» **Instructions for the task**
Please copy the exchange offer letter below from "2. Letter of" up to and including "exchange offer.", renaming "nominee" to "agent".
--- Start Provided text ---
EXHIBIT 99.1

                           ENCORE ACQUISITION COMPANY

              LETTER TO THE DEPOSITORY TRUST COMPANY PARTICIPANTS
                         FOR TENDER OF ALL OUTSTANDING
                    6.25% SENIOR SUBORDINATED NOTES DUE 2014
                           IN EXCHANGE FOR REGISTERED
                    6.25% SENIOR SUBORDINATED NOTES DUE 2014

THE EXCHANGE OFFER WILL EXPIRE AT 5:00 P.M., NEW YORK CITY TIME, ON           ,
2004, UNLESS SOONER TERMINATED OR EXTENDED. OUTSTANDING NOTES TENDERED IN THE
EXCHANGE OFFER MAY BE WITHDRAWN AT ANY TIME PRIOR TO 5:00 P.M., NEW YORK CITY
TIME, ON THE EXPIRATION DATE.

To The Depository Trust Company Participants:

     We are enclosing with this letter the materials listed below relating to
the offer by Encore Acquisition Company to exchange its 6.25% Senior
Subordinated Notes due 2014 fully and unconditionally guaranteed by all of its
restricted subsidiaries (the "Exchange Notes"), the issuance of which has been
registered under the Securities Act of 1933, for a like principal amount of its
issued and outstanding unregistered 6.25% Senior Subordinated Notes due 2014
fully and unconditionally guaranteed by all of its restricted subsidiaries (the
"Outstanding Notes"), upon the terms and subject to the conditions set forth in
Encore's prospectus dated           , 2004 and the related letter of
transmittal.

     We are enclosing copies of the following documents:

          1. Prospectus dated           , 2004;

          2. Letter of transmittal, together with accompanying Substitute Form
     W-9 Guidelines;

          3. Notice of guaranteed delivery; and

          4. Letter that may be sent to your clients for whose account you hold
     Outstanding Notes in your name or in the name of your nominee, with space
     provided for obtaining that client's instruction with regard to the
     exchange offer.

     We urge you to contact your clients promptly. Please note that the exchange
offer will expire at 5:00 p.m., New York City time, on           , 2004, unless
sooner terminated or extended.

     The exchange offer is not conditioned upon any minimum aggregate principal
amount of Outstanding Notes being tendered for exchange.

     Pursuant to the letter of transmittal, each holder of Outstanding Notes
will represent to Encore and the guarantors that:

     - any Exchange Notes received are being acquired in the ordinary course of
       business of the person receiving such Exchange Notes;

     - such person does not have an arrangement or understanding with any person
       to participate in the distribution of the Outstanding Notes or the
       Exchange Notes within the meaning of the Securities Act;

     - such person is not an "affiliate," as defined in Rule 405 under the
       Securities Act, of Encore or any guarantor, or, if it is such an
       affiliate, it will comply with the registration and prospectus delivery
       requirements of the Securities Act to the extent applicable;

     - if such person is not a broker-dealer, it is not engaged in, and does not
       intend to engage in, a distribution of Exchange Notes;

     - if such person is a broker-dealer, it will receive Exchange Notes in
       exchange for Outstanding Notes that were acquired for its own account as
       a result of market-making activities or other trading activities, and it
       will


deliver a prospectus in connection with any resale of such Exchange Notes;
however, by so acknowledging and by delivering a prospectus, it will not be
deemed to admit that it is an "underwriter" within the meaning of the Securities
      Act;

     - if such person is a broker-dealer, it did not purchase the Outstanding
       Notes to be exchanged for the Exchange Notes from Encore or any
       guarantor; and

     - such person is not acting on behalf of any person who could not
       truthfully and completely make the foregoing representations.
--- End Provided text ---
--- Start Provided material ---
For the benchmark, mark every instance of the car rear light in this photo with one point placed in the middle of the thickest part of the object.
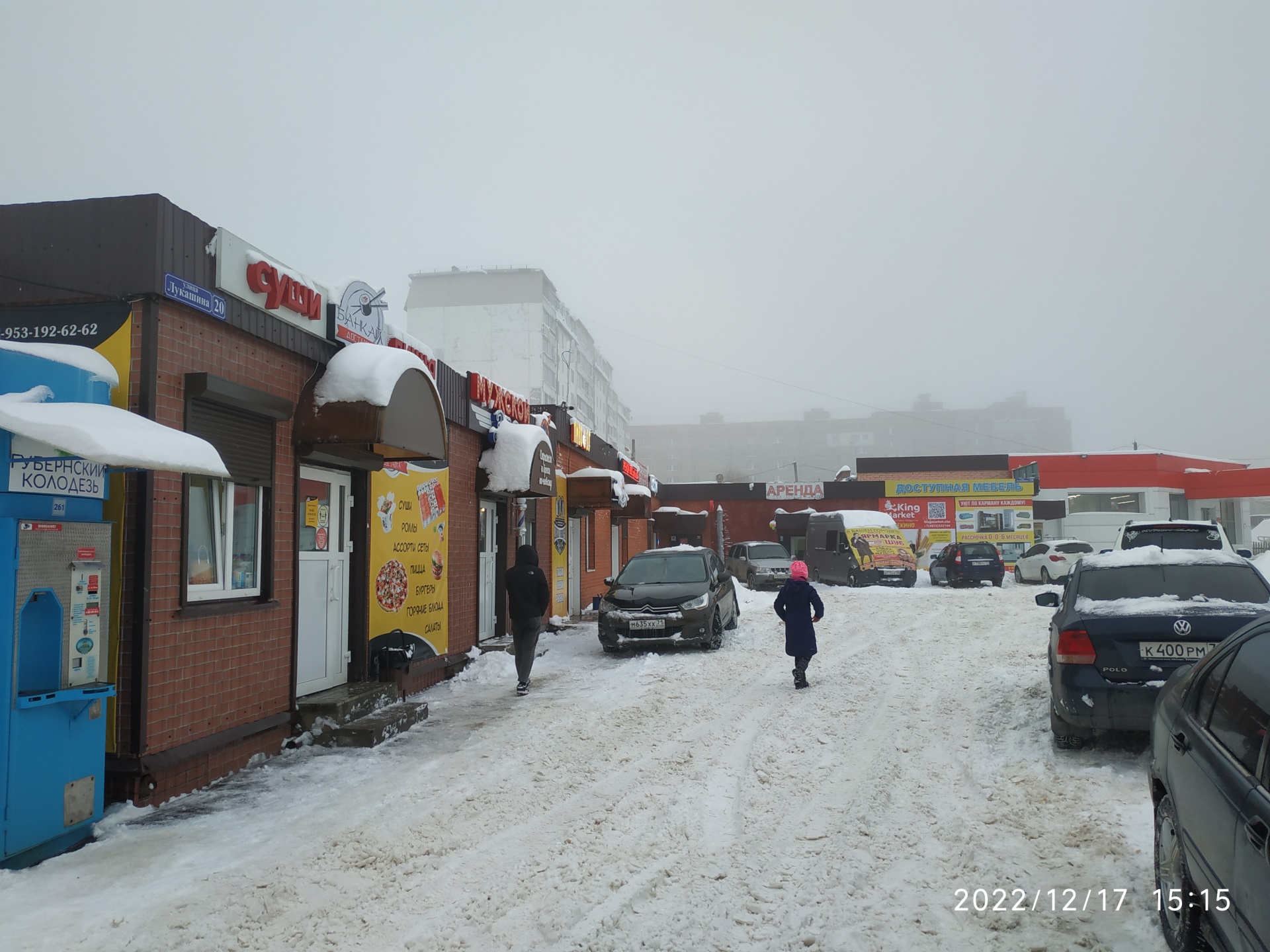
--- End Provided material ---
» **Worked answer**
2. Letter of transmittal, together with accompanying Substitute Form
     W-9 Guidelines;

          3. Notice of guaranteed delivery; and

          4. Letter that may be sent to your clients for whose account you hold
     Outstanding Notes in your name or in the name of your agent, with space
     provided for obtaining that client's instruction with regard to the
     exchange offer.